(Problem description): Produce an exact copy of all the data below, dropping every image.

(Extracted data):
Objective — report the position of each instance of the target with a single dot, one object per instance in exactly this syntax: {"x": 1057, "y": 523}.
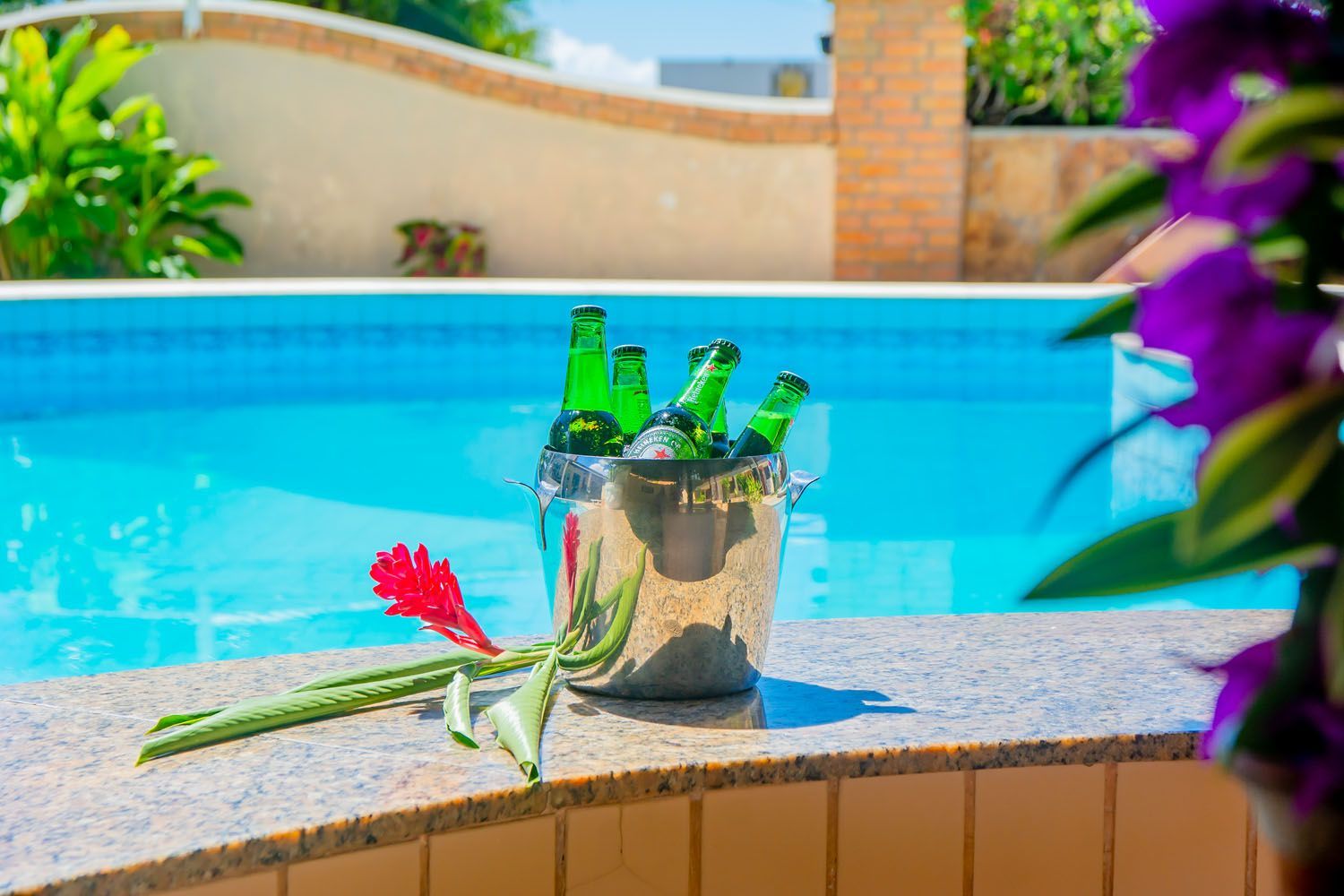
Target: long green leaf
{"x": 518, "y": 719}
{"x": 198, "y": 203}
{"x": 1304, "y": 120}
{"x": 1126, "y": 194}
{"x": 15, "y": 199}
{"x": 131, "y": 107}
{"x": 99, "y": 74}
{"x": 254, "y": 716}
{"x": 451, "y": 659}
{"x": 277, "y": 711}
{"x": 1260, "y": 468}
{"x": 615, "y": 637}
{"x": 1144, "y": 557}
{"x": 457, "y": 707}
{"x": 188, "y": 172}
{"x": 72, "y": 45}
{"x": 1116, "y": 317}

(Problem solution):
Objective — report the position of each instance of the target with a single dot, one object per instance in exactly this syntax: {"x": 1057, "y": 523}.
Target: long green leaf
{"x": 518, "y": 719}
{"x": 198, "y": 203}
{"x": 1304, "y": 120}
{"x": 1126, "y": 194}
{"x": 15, "y": 199}
{"x": 131, "y": 107}
{"x": 99, "y": 74}
{"x": 254, "y": 716}
{"x": 451, "y": 659}
{"x": 277, "y": 711}
{"x": 1260, "y": 468}
{"x": 615, "y": 637}
{"x": 1144, "y": 557}
{"x": 457, "y": 707}
{"x": 188, "y": 172}
{"x": 72, "y": 45}
{"x": 1116, "y": 317}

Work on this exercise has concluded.